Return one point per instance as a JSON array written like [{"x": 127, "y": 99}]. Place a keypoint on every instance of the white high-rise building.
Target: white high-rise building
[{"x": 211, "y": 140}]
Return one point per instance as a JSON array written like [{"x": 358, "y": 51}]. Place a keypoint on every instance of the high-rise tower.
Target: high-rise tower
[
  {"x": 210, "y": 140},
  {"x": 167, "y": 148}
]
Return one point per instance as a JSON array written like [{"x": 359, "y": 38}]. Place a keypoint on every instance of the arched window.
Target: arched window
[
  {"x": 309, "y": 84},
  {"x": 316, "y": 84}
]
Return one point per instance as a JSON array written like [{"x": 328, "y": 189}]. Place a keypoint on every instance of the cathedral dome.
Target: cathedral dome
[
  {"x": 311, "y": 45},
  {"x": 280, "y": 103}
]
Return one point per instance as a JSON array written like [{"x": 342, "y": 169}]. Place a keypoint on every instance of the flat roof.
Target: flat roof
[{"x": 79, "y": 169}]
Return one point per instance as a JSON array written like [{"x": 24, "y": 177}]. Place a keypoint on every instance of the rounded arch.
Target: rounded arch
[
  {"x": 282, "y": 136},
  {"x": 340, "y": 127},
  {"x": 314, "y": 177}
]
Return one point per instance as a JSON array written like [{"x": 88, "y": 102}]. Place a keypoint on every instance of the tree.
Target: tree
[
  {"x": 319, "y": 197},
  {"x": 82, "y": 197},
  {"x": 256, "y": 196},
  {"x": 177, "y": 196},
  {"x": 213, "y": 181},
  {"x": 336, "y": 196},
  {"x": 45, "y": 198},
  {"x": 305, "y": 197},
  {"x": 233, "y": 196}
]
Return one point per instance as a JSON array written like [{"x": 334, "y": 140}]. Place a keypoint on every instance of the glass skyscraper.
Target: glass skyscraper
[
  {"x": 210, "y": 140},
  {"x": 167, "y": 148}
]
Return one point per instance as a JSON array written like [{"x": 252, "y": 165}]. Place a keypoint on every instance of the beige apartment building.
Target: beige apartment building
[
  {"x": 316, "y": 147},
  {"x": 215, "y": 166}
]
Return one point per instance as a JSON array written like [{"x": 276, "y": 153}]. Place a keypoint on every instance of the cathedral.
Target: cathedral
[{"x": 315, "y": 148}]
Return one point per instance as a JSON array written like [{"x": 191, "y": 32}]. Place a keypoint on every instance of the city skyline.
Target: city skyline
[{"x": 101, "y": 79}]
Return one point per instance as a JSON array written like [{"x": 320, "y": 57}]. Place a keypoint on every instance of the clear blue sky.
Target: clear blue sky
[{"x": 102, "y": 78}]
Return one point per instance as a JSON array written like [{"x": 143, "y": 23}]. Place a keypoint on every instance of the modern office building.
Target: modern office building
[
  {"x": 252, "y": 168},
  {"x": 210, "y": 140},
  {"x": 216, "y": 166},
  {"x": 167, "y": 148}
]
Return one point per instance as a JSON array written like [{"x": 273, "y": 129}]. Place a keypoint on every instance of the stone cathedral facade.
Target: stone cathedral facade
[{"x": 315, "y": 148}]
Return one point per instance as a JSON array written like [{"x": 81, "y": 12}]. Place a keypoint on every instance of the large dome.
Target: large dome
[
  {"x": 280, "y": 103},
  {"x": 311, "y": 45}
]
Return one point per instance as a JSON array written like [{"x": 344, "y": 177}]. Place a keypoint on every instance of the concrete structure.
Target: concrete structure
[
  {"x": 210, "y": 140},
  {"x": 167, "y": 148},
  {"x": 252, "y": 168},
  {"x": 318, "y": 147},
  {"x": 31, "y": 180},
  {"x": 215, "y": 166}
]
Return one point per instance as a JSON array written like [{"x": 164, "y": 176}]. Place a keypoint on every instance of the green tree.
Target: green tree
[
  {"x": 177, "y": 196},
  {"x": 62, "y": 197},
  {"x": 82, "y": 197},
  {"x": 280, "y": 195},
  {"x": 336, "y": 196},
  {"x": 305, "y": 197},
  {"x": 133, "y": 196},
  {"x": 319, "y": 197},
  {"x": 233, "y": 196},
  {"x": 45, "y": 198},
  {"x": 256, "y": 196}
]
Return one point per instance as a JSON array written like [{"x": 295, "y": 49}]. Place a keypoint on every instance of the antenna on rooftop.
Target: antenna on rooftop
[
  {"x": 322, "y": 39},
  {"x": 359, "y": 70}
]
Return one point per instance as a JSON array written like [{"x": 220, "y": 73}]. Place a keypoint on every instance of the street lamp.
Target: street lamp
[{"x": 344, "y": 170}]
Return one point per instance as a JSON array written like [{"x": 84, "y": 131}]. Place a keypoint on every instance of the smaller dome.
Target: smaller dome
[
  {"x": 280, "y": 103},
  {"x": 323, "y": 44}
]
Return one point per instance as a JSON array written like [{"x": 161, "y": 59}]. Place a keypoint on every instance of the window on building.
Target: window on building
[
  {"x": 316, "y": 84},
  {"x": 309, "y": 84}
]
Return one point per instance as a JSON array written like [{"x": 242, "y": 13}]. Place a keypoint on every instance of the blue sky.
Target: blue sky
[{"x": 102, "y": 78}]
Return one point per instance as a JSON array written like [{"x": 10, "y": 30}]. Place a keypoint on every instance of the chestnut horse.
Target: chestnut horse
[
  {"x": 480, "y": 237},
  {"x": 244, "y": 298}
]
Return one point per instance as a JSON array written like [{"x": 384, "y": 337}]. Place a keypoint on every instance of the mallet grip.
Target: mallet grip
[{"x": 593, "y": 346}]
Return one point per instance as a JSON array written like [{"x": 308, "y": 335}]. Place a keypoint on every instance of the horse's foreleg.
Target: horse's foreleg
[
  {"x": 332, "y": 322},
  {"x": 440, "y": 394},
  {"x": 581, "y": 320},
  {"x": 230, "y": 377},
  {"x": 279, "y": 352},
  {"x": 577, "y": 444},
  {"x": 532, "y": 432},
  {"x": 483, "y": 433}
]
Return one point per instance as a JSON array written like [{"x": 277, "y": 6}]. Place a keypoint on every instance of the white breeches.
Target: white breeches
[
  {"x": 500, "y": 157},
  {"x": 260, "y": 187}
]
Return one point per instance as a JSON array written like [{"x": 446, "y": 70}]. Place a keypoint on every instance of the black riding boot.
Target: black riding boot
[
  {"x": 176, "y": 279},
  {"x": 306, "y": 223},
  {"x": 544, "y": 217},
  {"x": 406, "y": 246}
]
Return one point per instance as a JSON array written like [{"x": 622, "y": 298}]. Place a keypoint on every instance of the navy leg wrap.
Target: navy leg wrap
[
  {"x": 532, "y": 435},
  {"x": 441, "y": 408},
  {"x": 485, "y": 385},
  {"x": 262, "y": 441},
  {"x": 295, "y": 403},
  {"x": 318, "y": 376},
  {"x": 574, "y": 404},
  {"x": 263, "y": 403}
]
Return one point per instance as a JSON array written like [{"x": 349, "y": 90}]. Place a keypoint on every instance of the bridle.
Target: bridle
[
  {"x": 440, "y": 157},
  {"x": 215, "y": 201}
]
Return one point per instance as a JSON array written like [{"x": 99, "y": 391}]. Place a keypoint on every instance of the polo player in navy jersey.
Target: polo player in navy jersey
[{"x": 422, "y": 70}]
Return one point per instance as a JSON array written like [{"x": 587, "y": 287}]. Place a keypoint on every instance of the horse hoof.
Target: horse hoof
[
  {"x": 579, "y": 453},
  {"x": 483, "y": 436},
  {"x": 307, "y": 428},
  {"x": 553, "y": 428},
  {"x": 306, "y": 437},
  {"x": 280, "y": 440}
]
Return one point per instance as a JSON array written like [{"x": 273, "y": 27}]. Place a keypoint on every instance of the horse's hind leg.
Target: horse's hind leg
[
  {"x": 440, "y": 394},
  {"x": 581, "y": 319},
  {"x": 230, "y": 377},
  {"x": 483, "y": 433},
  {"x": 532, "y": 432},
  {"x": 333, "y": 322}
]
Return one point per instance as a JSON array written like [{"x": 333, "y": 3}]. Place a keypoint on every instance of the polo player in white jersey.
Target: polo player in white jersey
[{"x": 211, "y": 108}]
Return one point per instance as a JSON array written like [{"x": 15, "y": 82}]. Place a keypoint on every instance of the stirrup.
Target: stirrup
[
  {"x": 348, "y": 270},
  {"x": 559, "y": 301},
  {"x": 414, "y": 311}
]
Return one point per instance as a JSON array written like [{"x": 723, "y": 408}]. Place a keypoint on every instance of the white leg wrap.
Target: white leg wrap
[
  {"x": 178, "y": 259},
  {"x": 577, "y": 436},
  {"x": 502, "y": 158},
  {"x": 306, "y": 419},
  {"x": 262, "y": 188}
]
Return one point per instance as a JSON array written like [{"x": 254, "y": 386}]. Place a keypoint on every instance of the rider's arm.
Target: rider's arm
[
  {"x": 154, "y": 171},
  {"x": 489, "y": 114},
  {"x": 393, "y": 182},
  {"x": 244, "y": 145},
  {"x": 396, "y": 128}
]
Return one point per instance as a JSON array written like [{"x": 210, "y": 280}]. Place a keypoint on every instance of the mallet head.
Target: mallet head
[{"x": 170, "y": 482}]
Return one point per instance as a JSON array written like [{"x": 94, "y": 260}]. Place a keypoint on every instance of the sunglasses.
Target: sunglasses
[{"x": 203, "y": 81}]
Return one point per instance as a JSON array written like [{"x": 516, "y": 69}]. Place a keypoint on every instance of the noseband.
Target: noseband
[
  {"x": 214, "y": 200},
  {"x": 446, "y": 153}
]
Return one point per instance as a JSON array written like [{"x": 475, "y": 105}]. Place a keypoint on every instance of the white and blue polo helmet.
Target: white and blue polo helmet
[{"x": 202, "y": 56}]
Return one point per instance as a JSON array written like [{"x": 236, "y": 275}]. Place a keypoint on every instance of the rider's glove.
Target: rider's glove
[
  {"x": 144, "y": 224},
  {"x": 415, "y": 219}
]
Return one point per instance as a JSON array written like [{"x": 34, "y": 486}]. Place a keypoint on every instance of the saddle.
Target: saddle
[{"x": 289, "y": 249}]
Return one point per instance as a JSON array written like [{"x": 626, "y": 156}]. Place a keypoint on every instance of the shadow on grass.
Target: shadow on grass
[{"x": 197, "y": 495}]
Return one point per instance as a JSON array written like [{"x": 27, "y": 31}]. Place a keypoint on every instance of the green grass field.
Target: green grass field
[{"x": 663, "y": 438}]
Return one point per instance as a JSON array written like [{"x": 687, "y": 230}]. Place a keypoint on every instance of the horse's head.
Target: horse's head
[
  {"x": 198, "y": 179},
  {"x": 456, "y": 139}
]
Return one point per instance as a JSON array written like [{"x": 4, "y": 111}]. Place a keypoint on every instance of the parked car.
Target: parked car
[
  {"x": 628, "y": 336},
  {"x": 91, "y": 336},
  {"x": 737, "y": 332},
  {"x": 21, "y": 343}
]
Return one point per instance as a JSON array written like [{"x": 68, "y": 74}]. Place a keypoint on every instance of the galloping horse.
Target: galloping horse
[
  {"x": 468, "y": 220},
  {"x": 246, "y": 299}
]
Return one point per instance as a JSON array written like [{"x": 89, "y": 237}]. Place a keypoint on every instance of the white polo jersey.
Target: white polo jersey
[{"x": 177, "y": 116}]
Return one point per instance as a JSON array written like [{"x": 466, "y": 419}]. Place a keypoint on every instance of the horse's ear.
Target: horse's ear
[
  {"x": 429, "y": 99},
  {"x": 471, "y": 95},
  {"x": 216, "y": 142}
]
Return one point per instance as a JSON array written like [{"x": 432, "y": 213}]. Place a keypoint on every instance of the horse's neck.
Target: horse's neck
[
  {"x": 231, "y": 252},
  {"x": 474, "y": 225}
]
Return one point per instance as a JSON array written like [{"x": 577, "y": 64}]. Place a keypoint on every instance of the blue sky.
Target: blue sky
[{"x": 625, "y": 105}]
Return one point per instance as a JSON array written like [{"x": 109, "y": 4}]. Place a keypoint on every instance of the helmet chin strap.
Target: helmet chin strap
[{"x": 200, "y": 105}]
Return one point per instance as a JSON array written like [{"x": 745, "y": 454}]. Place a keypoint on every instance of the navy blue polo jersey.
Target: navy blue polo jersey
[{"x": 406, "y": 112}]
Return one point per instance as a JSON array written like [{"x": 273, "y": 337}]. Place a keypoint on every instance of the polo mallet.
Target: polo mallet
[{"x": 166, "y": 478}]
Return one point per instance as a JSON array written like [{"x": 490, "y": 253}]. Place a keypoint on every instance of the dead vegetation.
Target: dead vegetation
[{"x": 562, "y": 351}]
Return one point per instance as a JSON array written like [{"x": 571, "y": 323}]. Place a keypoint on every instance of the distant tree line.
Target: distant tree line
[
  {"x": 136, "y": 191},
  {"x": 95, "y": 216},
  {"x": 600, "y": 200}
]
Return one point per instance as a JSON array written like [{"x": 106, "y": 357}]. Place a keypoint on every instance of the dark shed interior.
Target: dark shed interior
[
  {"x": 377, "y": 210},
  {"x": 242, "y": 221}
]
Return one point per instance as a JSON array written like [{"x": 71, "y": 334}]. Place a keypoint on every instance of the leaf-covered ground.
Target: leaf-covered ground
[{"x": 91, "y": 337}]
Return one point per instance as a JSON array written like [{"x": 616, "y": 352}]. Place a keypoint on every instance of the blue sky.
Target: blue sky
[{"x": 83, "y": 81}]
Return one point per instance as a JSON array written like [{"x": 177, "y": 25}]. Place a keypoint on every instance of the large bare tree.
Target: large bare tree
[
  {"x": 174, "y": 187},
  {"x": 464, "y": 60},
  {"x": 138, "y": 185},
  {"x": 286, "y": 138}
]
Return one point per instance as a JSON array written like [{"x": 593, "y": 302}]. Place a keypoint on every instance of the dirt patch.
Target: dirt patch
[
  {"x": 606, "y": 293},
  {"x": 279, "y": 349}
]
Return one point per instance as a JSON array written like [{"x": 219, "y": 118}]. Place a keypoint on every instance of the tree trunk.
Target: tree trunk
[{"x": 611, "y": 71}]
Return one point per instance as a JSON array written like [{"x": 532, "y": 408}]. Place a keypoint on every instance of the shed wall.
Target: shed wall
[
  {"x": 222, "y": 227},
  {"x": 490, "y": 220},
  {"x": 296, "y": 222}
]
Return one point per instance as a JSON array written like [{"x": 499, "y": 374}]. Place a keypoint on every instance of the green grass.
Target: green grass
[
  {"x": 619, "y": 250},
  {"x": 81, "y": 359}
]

****************************************

Exercise instructions — The lines above from the one containing "the large dome." through the one containing "the green tree." are to be set down exactly, and no others.

Output of the exercise —
Return one point per instance as a JSON array written like [{"x": 81, "y": 12}]. Place a keypoint on every instance of the large dome.
Target: large dome
[
  {"x": 280, "y": 103},
  {"x": 311, "y": 45}
]
Return one point per instance as a JSON array written like [{"x": 344, "y": 177}]. Place a keypoint on every instance of the concrete structure.
Target: concrete structure
[
  {"x": 210, "y": 140},
  {"x": 167, "y": 148},
  {"x": 252, "y": 168},
  {"x": 318, "y": 147},
  {"x": 31, "y": 180},
  {"x": 215, "y": 166}
]
Return one point per instance as a JSON array written like [{"x": 164, "y": 176}]. Place a keypoint on every instance of the green tree.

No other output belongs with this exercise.